● Page text:
BEGIN

Born in Baltimore, he was the son of a traveling salesman who sold pants. His father was as devoted to his children as Dr. Bernstein would be to his. Graduating from high school at 16, Dr. Bernstein enlisted in the Navy near the end of World War II, and his father once traveled 17 hours by train to visit him while he was stationed in Mississippi.

Dr. Bernstein majored in English at Haverford College in Pennsylvania and put himself through the Johns Hopkins School of Medicine in Baltimore by doing odd jobs. He married Marjorie Hiatt of Worcester and they celebrated 53 of marriage a few weeks before he died.

"My parents met on a blind date through a family connection and fell in love right away and actually got engaged after three weeks," their daughter said. "They had the most romantic relationship. They really understood each other so well."

The couple moved to London when he received a fellowship in endocrinology, then lived in Durham, N.C., before returning to Boston, where Dr. Bernstein had served his residencies. His early career was spent researching areas such as bone metabolism and the parathyroid hormone.

"He loved the pituitary gland," his daughter said. "He would tell me it was the master gland and ran everything."

A vocal critic of the Nixon administration during the Vietnam era, Dr. Bernstein found that his research funding began drying up and suspected the reason was political, rather than scientific. Offered a position at the Boston University School of Medicine, he became an associate dean and professor, a post held nearly 20 years beginning in the mid-1970s.

END

● Work instruction:
Reproduce word for word the part of the Dr. Bernstein text starting with "Dr. Bernstein majored" and going on through "before he died.".

● Listed records:
BEGIN

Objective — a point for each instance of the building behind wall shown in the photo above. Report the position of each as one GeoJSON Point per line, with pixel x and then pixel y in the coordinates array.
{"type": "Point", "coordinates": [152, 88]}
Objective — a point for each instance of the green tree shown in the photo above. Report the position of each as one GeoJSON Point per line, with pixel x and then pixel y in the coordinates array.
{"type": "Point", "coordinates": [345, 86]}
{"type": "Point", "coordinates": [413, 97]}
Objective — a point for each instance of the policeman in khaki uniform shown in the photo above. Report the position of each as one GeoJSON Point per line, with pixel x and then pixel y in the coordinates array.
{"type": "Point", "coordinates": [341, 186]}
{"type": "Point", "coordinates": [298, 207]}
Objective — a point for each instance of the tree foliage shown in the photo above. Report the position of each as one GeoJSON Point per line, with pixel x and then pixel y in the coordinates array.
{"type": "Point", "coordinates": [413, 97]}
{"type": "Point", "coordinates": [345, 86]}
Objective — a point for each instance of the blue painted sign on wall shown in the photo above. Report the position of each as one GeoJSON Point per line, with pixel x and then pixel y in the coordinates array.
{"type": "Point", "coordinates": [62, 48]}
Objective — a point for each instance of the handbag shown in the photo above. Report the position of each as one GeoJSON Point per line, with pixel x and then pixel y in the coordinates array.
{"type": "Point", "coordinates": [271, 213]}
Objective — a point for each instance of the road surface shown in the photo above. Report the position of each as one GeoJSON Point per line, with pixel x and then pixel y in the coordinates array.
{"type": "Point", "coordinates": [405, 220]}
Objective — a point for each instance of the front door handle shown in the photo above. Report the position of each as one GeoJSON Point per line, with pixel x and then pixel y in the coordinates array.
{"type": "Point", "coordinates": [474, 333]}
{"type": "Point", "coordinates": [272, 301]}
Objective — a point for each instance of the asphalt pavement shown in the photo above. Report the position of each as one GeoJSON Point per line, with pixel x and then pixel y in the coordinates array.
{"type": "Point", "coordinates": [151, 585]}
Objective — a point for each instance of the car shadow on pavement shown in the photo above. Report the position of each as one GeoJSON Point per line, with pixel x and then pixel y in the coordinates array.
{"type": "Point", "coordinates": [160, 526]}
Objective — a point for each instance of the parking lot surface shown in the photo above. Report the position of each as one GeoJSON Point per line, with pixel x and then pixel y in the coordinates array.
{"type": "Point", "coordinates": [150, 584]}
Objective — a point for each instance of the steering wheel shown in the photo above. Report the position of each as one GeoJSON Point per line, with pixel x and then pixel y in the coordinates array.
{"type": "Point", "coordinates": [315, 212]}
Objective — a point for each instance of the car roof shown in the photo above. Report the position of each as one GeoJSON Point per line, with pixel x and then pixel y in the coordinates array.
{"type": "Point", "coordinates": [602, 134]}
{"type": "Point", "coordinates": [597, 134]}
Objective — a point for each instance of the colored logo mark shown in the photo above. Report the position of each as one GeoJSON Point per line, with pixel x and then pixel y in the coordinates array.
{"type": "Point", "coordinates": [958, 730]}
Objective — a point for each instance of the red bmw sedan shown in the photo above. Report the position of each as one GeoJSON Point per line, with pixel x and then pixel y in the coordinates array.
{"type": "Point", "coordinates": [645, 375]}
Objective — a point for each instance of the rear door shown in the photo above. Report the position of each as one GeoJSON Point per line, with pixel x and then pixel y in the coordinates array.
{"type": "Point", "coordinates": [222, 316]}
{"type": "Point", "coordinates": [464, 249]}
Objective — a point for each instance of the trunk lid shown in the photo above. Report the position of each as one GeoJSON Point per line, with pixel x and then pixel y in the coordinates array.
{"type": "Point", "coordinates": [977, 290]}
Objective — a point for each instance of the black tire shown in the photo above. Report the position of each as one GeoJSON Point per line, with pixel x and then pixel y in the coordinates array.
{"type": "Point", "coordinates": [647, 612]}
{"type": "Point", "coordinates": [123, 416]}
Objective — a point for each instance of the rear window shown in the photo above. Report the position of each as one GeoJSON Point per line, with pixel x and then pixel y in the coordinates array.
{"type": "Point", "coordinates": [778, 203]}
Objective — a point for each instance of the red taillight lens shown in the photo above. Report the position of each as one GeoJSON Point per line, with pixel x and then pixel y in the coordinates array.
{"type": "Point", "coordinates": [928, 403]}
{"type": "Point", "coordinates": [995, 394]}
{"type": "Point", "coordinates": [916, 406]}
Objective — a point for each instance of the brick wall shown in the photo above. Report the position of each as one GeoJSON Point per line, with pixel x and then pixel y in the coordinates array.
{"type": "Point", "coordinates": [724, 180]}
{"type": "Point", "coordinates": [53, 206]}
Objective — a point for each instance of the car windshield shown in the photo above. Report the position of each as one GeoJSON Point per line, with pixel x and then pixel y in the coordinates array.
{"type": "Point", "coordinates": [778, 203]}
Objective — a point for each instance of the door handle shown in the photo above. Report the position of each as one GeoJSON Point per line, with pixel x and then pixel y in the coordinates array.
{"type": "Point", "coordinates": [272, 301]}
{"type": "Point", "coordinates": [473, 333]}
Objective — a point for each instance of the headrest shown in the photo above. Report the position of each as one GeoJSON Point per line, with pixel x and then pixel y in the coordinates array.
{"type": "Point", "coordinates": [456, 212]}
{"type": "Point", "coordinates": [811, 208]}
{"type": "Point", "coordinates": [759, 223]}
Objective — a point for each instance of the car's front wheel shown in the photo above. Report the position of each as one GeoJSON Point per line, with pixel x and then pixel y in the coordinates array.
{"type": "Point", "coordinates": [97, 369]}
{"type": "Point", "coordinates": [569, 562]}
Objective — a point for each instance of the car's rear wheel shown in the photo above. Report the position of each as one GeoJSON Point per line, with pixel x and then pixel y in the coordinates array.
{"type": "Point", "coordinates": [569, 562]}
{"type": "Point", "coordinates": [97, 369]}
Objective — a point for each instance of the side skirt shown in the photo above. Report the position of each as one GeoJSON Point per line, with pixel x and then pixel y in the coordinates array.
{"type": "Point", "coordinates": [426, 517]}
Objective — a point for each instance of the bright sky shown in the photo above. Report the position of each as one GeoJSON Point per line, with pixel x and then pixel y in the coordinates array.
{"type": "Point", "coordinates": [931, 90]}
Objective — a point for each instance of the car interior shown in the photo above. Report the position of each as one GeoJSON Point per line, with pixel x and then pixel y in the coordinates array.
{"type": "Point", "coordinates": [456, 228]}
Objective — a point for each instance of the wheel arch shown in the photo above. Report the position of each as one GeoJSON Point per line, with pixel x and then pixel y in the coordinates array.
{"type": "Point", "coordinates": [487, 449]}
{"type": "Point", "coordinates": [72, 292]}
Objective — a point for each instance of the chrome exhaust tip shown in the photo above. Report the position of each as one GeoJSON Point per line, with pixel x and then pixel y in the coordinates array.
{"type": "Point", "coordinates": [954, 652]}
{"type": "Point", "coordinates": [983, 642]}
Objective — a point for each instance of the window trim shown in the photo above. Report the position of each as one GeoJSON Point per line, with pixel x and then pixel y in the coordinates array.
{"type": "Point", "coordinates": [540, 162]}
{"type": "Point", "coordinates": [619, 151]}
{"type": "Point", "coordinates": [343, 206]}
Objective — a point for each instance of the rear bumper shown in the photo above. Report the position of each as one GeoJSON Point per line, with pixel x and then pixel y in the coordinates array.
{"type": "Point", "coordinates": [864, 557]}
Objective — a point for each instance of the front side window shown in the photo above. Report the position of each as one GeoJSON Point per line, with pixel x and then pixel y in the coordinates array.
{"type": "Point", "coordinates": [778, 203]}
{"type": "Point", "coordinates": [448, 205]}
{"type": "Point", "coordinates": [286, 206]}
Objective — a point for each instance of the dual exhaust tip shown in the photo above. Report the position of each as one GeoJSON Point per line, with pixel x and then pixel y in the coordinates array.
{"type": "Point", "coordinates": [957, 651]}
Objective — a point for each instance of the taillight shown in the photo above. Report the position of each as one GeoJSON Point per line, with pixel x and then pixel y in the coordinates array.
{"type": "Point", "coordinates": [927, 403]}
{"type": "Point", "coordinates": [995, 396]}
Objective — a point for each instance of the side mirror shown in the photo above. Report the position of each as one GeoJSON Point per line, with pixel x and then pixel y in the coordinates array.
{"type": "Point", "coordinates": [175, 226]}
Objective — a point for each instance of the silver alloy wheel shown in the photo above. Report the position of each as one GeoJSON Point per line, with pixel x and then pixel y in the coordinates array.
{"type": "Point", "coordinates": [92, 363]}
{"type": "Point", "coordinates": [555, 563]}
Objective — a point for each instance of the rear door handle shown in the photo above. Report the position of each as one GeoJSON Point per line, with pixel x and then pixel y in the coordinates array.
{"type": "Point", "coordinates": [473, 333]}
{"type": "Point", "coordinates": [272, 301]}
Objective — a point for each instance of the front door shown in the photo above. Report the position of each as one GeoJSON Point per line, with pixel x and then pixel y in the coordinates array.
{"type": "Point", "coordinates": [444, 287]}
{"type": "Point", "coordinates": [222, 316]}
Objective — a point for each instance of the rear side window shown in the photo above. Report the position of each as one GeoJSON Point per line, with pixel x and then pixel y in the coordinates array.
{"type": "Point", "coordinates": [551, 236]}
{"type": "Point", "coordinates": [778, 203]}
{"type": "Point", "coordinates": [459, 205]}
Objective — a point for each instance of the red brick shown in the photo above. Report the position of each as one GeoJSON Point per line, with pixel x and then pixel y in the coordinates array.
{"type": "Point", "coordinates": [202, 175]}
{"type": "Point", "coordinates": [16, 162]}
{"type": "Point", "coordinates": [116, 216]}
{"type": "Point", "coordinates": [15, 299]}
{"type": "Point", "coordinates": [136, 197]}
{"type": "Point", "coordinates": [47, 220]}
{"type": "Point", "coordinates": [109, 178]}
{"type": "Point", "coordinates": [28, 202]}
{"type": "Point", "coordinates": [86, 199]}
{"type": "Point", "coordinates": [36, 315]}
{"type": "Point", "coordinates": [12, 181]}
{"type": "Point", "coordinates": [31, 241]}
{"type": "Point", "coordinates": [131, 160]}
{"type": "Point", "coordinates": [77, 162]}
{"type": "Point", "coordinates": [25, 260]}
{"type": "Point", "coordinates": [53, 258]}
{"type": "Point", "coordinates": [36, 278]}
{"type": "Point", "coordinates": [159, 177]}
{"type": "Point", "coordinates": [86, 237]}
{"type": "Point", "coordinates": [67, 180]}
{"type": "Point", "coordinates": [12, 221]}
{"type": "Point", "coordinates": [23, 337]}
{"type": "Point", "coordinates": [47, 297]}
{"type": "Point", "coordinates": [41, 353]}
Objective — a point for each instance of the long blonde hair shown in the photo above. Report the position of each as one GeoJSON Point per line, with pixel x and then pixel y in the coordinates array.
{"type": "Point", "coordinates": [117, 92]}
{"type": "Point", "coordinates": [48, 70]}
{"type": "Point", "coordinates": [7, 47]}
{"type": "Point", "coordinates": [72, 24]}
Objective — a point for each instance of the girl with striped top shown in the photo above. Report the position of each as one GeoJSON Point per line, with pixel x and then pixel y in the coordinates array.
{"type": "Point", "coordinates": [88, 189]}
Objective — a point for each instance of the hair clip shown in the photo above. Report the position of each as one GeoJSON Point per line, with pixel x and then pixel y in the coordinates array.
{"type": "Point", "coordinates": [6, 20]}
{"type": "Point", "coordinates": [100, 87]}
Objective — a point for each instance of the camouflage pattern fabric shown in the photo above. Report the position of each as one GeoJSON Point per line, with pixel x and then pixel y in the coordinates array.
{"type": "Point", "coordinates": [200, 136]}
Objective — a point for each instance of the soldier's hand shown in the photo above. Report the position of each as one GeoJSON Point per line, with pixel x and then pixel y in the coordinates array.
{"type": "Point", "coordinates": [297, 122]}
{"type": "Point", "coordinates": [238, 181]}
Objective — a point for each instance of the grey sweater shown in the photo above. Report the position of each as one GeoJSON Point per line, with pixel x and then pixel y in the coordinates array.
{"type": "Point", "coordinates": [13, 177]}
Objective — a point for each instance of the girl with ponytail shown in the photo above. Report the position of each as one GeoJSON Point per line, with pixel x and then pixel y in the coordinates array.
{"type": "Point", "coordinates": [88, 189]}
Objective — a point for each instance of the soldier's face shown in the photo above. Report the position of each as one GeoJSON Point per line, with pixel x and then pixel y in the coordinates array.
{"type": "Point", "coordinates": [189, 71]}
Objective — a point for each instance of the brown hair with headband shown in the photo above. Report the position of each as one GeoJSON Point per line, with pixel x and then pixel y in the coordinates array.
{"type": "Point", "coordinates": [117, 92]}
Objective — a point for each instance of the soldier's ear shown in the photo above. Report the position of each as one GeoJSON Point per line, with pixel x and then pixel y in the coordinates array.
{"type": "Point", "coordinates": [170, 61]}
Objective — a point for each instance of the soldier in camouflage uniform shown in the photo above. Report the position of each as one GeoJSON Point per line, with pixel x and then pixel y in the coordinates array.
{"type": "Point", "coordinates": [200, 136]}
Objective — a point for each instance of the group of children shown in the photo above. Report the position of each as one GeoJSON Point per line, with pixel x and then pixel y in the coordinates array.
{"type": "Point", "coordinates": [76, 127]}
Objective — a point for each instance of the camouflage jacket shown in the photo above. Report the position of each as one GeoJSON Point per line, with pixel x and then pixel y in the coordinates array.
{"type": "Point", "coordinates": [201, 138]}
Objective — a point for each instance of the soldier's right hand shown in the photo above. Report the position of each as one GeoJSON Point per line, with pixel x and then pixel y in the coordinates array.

END

● Answer:
Dr. Bernstein majored in English at Haverford College in Pennsylvania and put himself through the Johns Hopkins School of Medicine in Baltimore by doing odd jobs. He married Marjorie Hiatt of Worcester and they celebrated 53 of marriage a few weeks before he died.